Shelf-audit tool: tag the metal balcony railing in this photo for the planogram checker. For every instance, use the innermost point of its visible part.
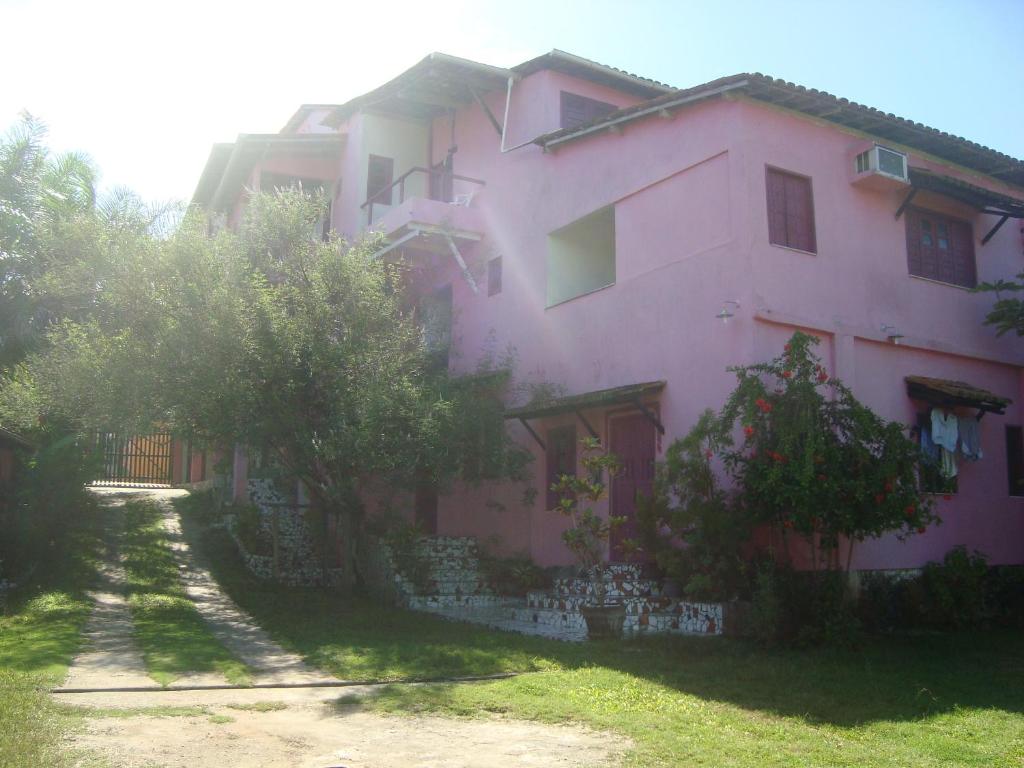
(440, 186)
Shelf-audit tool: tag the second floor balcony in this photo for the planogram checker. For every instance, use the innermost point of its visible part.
(425, 201)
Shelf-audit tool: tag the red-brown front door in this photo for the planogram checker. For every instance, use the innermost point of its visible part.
(633, 441)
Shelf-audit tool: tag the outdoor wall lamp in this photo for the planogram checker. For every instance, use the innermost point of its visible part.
(726, 313)
(892, 334)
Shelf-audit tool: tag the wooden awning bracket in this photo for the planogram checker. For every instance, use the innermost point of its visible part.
(586, 423)
(906, 202)
(486, 111)
(995, 228)
(467, 275)
(535, 435)
(650, 415)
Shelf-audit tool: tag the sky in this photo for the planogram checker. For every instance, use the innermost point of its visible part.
(146, 87)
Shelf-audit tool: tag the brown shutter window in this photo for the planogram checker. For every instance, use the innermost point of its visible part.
(495, 275)
(940, 248)
(380, 177)
(560, 459)
(577, 110)
(791, 211)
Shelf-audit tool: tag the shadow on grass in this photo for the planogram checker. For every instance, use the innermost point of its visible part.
(898, 678)
(42, 630)
(171, 634)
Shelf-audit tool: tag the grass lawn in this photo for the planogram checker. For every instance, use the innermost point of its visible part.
(39, 637)
(900, 700)
(172, 636)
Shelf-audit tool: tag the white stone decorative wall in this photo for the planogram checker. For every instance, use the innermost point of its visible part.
(298, 563)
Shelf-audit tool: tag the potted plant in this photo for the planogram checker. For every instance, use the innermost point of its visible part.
(588, 536)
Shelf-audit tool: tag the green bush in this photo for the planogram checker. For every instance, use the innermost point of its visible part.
(955, 590)
(30, 725)
(249, 529)
(962, 592)
(48, 492)
(802, 608)
(205, 506)
(402, 539)
(513, 576)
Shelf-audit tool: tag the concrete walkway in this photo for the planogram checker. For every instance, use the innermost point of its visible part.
(269, 664)
(111, 658)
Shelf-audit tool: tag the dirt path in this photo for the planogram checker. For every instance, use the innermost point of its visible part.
(314, 735)
(232, 627)
(110, 657)
(275, 728)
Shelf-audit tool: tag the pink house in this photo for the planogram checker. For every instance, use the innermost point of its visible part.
(605, 226)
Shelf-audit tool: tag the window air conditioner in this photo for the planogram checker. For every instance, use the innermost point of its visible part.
(881, 163)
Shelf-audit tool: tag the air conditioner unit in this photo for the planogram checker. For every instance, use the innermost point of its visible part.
(880, 167)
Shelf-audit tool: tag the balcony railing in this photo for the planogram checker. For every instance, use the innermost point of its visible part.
(440, 186)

TO DO:
Give back exactly the lines from the line holding "Shelf-audit tool: tag the potted" through the last line of the listing, including both.

TASK OUTPUT:
Shelf-audit tool: tag the potted plant in this photo for the planogram checker. For every instance, use the innermost point of its visible part.
(588, 536)
Shelf-audit tool: tag the green bush in this photo for the planogram checker. For every instance, use the innermost point of its visible part.
(955, 590)
(30, 725)
(249, 529)
(962, 592)
(48, 492)
(802, 608)
(205, 506)
(402, 539)
(513, 576)
Shelf-audit tool: tag the concrete walkway in this photo for the planogram checker. For every instance, use the innermost point of its visible part.
(269, 664)
(111, 658)
Shelf-audit tool: tag the dirt path in this photo for the planogram checker. For every instance, use the innermost point of its visible part.
(314, 735)
(232, 627)
(110, 657)
(275, 728)
Shelf-audit tool: tag the pink house in this photo for the planogram checker. For every instance, use the innermost point of its visible part.
(605, 226)
Shelf-audit tool: tag the window air conditioner in this photo for the planogram checker. For every instance, use the innermost point of its visible part.
(881, 163)
Shelf-audit tool: tag the air conditioner unit in this photo for the planogram checker. For every instance, use the innermost point of its visible part.
(880, 167)
Shelf-audit tool: tag the balcony railing in this photo for the planogram checker. For every instance, use the innermost point of its visible part.
(440, 186)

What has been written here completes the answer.